### What to work on
1. In the text on random sampling for cognitive radio, could you write out the part from "In this work, we" to "uniform sampling case." again, swapping "energy detector" for "cyclostationary detector"?
2. Answer these questions from the text on random sampling for cognitive radio:
(a) What kind of sampling are the existing energy detector works always based on?
(b) When are the aliases of the spectrum completely eliminated?
(c) Which method does the proposed approach use for reconstruction and channel filtering?

### Text section
[START]

In the literature different works on energy detector sensing method are presented. To our knowledge, these works are always based on uniform sampling. The application of a random sampling sequence in cognitive radio systems seems to present several advantages compared to the uniform sampling case [6]: there is more flexibility in sampling frequencies, the constraints on signal filtering operation are reduced and the aliases of the spectrum are attenuated (or completely eliminated in the case of a stationary sampling sequence) [7, p. 36].

In this work, we propose an approach based on random sampling as a sampling mode [8], on the energy detector method as the method of spectrum sensing and on the direct algorithm singular value decomposition (SVD) [6] as a method of reconstruction and channel filtering. The performance of the proposed approach will be evaluated and compared to those of the uniform sampling case.

[END]

### Data provided
[START]

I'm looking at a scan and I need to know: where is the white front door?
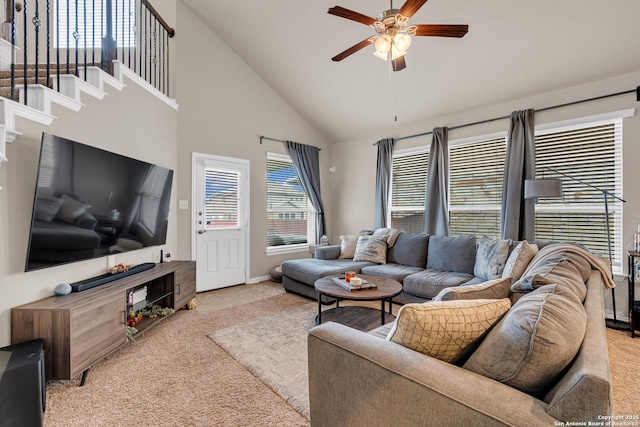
[192,153,249,292]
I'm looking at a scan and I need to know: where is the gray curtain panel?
[373,138,393,228]
[424,127,449,236]
[286,141,326,243]
[500,109,536,241]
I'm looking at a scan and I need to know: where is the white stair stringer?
[20,85,82,115]
[0,60,178,166]
[51,74,106,101]
[78,66,126,92]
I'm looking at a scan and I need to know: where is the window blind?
[267,155,315,247]
[536,119,622,272]
[449,138,506,238]
[52,0,139,49]
[204,168,242,229]
[387,149,429,233]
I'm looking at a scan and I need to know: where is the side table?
[627,251,640,338]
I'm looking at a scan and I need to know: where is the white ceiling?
[183,0,640,142]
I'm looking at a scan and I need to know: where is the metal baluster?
[46,0,49,90]
[11,0,16,101]
[22,0,28,105]
[73,0,80,77]
[33,0,40,84]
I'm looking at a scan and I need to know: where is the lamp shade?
[524,179,562,199]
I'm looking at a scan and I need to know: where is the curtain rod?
[258,135,322,151]
[373,86,640,145]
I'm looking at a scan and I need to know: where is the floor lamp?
[524,166,628,329]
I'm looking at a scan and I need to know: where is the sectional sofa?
[282,233,614,427]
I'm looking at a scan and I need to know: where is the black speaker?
[0,339,46,427]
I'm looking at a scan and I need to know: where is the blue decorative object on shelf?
[53,283,71,297]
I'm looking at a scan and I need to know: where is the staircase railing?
[0,0,175,104]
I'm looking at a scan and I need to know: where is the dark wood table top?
[313,274,402,301]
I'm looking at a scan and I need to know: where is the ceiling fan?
[327,0,469,71]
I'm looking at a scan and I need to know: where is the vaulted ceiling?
[183,0,640,142]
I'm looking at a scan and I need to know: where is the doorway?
[192,153,249,292]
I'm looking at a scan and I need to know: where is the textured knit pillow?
[463,285,588,397]
[338,233,363,259]
[373,228,404,247]
[353,235,387,264]
[433,277,511,301]
[502,240,538,282]
[387,298,511,363]
[56,194,91,223]
[473,236,511,280]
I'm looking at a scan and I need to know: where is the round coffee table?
[313,274,402,332]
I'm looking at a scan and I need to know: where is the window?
[267,153,315,252]
[204,167,242,230]
[449,137,506,238]
[387,147,429,233]
[52,0,138,49]
[536,118,622,273]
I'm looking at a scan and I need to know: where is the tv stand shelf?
[11,261,196,380]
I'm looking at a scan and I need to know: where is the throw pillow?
[373,228,404,247]
[463,285,588,397]
[433,277,511,301]
[34,194,64,222]
[473,236,511,280]
[353,235,387,264]
[427,235,476,274]
[502,240,538,282]
[387,298,511,363]
[56,194,91,224]
[338,233,364,259]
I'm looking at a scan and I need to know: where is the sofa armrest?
[308,322,558,427]
[314,245,341,259]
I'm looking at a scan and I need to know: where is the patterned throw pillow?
[338,233,363,259]
[353,235,387,264]
[502,240,538,282]
[433,277,511,301]
[373,228,404,248]
[473,236,511,280]
[387,298,511,363]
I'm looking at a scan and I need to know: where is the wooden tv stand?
[11,261,196,382]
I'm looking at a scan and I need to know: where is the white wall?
[329,71,640,318]
[176,2,331,278]
[0,79,178,347]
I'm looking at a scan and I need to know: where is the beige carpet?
[44,294,309,427]
[209,303,318,419]
[45,288,640,427]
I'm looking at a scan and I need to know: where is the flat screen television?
[25,133,173,271]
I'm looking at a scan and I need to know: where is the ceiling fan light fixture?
[375,34,392,57]
[393,33,411,52]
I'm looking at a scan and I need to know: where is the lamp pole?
[544,166,633,322]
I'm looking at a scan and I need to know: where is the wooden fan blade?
[398,0,427,18]
[416,24,469,37]
[331,37,373,62]
[327,6,377,25]
[391,55,407,71]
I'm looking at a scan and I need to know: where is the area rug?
[208,303,317,419]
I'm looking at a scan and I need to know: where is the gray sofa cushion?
[282,258,373,286]
[361,264,424,283]
[402,269,473,298]
[473,236,511,280]
[463,285,588,397]
[427,236,476,274]
[387,233,429,268]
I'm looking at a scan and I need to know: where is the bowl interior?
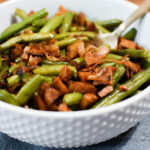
[0,0,150,49]
[0,0,150,116]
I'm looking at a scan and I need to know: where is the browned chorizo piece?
[34,95,48,110]
[98,85,114,98]
[59,65,71,82]
[69,81,97,93]
[53,77,69,94]
[80,93,98,110]
[44,87,61,106]
[58,103,71,111]
[119,85,129,91]
[78,72,90,82]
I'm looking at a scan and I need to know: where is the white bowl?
[0,0,150,148]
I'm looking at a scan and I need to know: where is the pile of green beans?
[0,8,150,111]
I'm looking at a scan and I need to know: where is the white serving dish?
[0,0,150,148]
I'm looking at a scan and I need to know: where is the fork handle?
[114,0,150,36]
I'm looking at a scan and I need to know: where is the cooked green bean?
[32,18,48,28]
[113,64,126,87]
[95,19,122,30]
[0,33,54,52]
[115,49,150,60]
[9,65,18,73]
[33,65,77,77]
[70,26,85,32]
[55,31,96,40]
[92,68,150,109]
[0,9,48,43]
[56,36,89,47]
[130,90,141,96]
[73,57,85,65]
[123,28,137,41]
[42,76,53,84]
[15,57,21,63]
[105,54,122,60]
[60,49,66,57]
[0,54,3,71]
[7,75,21,86]
[100,62,116,68]
[0,89,18,105]
[40,16,64,33]
[21,72,33,83]
[61,11,74,33]
[15,8,28,20]
[16,75,43,106]
[63,92,83,106]
[42,60,68,65]
[15,26,39,35]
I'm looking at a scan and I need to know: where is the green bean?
[92,68,150,109]
[33,65,77,77]
[95,23,110,33]
[15,8,28,20]
[55,36,88,47]
[105,54,122,60]
[0,54,3,71]
[0,9,48,43]
[0,89,18,105]
[55,31,96,40]
[61,11,74,33]
[63,92,83,106]
[113,64,126,87]
[95,19,122,30]
[60,49,66,57]
[15,26,39,36]
[32,18,48,28]
[130,90,141,96]
[42,60,68,65]
[16,75,43,105]
[112,49,150,60]
[40,16,64,33]
[141,60,150,69]
[69,104,79,111]
[42,76,53,84]
[21,72,34,83]
[15,57,21,63]
[123,28,137,41]
[0,33,54,52]
[70,26,86,32]
[7,75,21,86]
[9,65,18,73]
[100,62,116,68]
[73,57,85,65]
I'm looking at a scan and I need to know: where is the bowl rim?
[0,0,150,119]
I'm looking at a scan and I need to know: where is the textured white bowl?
[0,0,150,148]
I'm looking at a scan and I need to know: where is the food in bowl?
[0,6,150,111]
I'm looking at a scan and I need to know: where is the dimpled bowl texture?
[0,0,150,148]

[END]

### Completed exercise
1.
In this work, we propose an approach based on random sampling as a sampling mode [8], on the cyclostationary detector method as the method of spectrum sensing and on the direct algorithm singular value decomposition (SVD) [6] as a method of reconstruction and channel filtering. The performance of the proposed approach will be evaluated and compared to those of the uniform sampling case.

2.
(a) Uniform sampling.
(b) With a stationary sampling sequence.
(c) The direct algorithm singular value decomposition (SVD).